Tahlequah Daily Press

Editorials

March 8, 2013

Join in the conversation

TAHLEQUAH — As of this writing, the Daily Press has more than 5,700 “friends” on our Facebook page. And while social media are not the most effective means of gathering and disseminating news, they have become a valuable tool in our arsenal of platforms.

Many folks – even those who are online with other venues – remain leery of Facebook. Some say the postings and comments move too quickly for them, and that they’re not able to keep up. Others dislike the tendency of many posters to become angry and let their fingers do the talking, upsetting or offending their peers, and sometimes bordering dangerously on libel, defamation, or privacy invasion.

As we’ve explained to many readers, newspapers are held to a higher legal standards than generic bloggers or “social” walls not associated with an official media outlet. That’s why we must also hold our readers – or “friends” who post on our Facebook wall – to higher standards.

“Freedom of the press,” as we’ve pointed out many times, does not mean the freedom to say whatever we want, with impunity. The First Amendment clause was established to protect the media itself from being silenced by the government. And if we must be careful what we say in accordance with legal constraints, then we must also ask our online friends to do the same.

This is why sometimes we will delete a thread that contains inflammatory comments. Readers frequently private-message us to ask why we did that, and we’ll try to explain. We hope folks trust that, with the years of experience we have under our collective belts and the other expert resources at our disposal, we know what’s safe, and what’s not. We’re not trying to suppress opinions; we’re merely trying to protect ourselves and those who participate in our forum.

## REQUIRED ACTIONS
A. Rewrite the editorial on social media, starting with "March 8, 2013" and going on through "or privacy invasion.", changing "Facebook" to "Twitter".
B. According to the editorial on social media, how many "friends" did the Daily Press have on its Facebook page at the time of writing?
C. Carry the editorial on social media forward from its final sentence.

## PROVIDED RECORDS
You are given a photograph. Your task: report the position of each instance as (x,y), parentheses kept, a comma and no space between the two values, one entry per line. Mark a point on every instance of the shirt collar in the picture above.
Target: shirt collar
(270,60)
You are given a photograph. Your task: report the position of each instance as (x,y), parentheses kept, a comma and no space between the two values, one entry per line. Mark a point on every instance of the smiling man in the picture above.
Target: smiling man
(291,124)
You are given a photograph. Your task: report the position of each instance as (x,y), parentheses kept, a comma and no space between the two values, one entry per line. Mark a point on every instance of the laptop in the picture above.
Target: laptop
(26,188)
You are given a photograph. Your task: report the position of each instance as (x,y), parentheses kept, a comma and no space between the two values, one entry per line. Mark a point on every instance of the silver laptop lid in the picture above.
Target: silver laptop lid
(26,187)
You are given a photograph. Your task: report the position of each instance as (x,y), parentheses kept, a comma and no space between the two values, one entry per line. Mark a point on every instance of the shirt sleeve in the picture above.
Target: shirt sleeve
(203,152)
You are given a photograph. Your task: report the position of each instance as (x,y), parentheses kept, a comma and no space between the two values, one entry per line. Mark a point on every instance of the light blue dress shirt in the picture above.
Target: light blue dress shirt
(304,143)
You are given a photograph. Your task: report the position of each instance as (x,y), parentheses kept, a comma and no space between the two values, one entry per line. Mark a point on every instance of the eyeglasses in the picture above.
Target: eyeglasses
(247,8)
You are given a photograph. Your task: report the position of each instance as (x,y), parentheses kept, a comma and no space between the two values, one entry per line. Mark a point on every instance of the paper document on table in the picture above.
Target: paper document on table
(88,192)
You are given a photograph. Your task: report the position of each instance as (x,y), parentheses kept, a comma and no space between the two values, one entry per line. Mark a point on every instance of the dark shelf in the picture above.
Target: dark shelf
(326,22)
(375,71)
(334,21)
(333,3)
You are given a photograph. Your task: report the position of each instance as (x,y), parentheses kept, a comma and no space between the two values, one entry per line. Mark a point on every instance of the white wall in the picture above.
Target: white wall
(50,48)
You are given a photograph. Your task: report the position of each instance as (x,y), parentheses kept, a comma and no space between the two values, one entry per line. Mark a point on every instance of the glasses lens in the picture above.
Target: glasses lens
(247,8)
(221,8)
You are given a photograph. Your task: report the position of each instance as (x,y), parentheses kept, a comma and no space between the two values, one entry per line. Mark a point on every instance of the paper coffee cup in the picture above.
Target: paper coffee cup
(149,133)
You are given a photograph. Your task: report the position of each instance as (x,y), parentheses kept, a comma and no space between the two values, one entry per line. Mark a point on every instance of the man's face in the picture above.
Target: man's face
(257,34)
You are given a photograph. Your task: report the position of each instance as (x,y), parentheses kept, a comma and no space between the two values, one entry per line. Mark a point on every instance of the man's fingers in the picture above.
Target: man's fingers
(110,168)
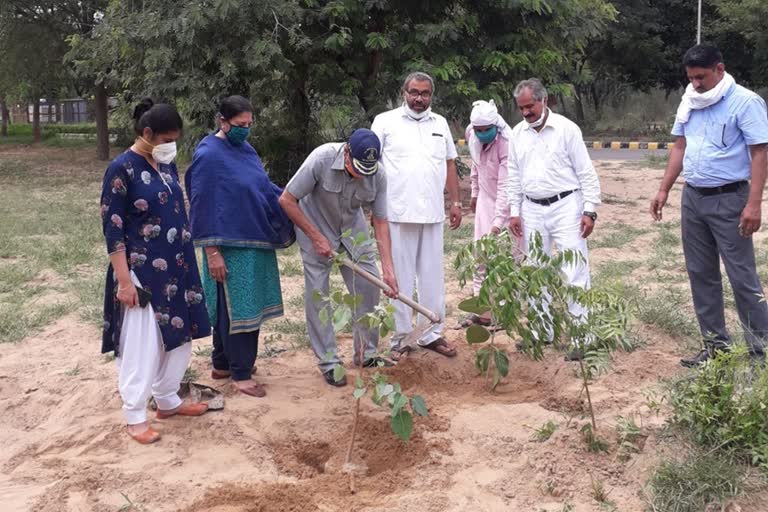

## EXPECTED RESULTS
A.
March 8, 2013

Join in the conversation

TAHLEQUAH — As of this writing, the Daily Press has more than 5,700 “friends” on our Twitter page. And while social media are not the most effective means of gathering and disseminating news, they have become a valuable tool in our arsenal of platforms.

Many folks – even those who are online with other venues – remain leery of Twitter. Some say the postings and comments move too quickly for them, and that they’re not able to keep up. Others dislike the tendency of many posters to become angry and let their fingers do the talking, upsetting or offending their peers, and sometimes bordering dangerously on libel, defamation, or privacy invasion.

B. More than 5,700.

C.
But make no mistake: Your opinions are important. We may not always agree with them, and you will not always agree with ours. But we want to hear what you and others have to say, as long as your comments are delivered in a civil tone, and with respect to the newspaper and others following our wall.

With that in mind, we’ve begun a series of forums on our wall. Every weekend, we hope to ask a question relevant to current events, and we’ll be seeking input from you, our readers. Sometimes we may use the comments in a story for our print and e-editions; other times, we’ll just be trying to stimulate a conversation.

We have a number of well-informed, articulate and engaged folks among our Facebook “friends.” Several have already contributed significantly to issues we’ve discussed there. Only a few have crossed the civility line, forcing us to delete a thread before it got out of hand. Even more impressive is the fact that, during the time the Press has been on Facebook, we’ve only had to ban about a dozen people from our site for refusal to respect our policies.

If you’re not already on Facebook and would like to jump into the conversation, join up at www.facebook.com, and then click “like” on our page; it’s at www.facebook.com/tdpress. We update our page six or seven times a day, letting you know what we’ve planned for the next day’s editions; posting links to unusual or important national stories; putting up briefs of community events at the request of readers; and asking you questions through polls or ongoing conversations with other friends.

While we will remove comments that accuse people of crimes without absolute proof, or invade their privacy, we welcome your viewpoints and your criticisms of government policies, community happenings, elected officials, and more. We will also post events of a nonprofit nature for you, but you must send us a private message with your request; we ask that you not attach it to an unrelated post, but rather stay on topic. We also ask that you do not post under the “recommendations” panel. Many people can read only parts of these, and we remove them as soon as we see them, because we feel we have a right to check what you post before it’s made public. Again, this goes along with that higher legal standard we mentioned earlier.

So, we invite you to find some spare time to get involved in the conversation: during work or lunch breaks, on weekends, during the evening. You’re sure to find something that interests you.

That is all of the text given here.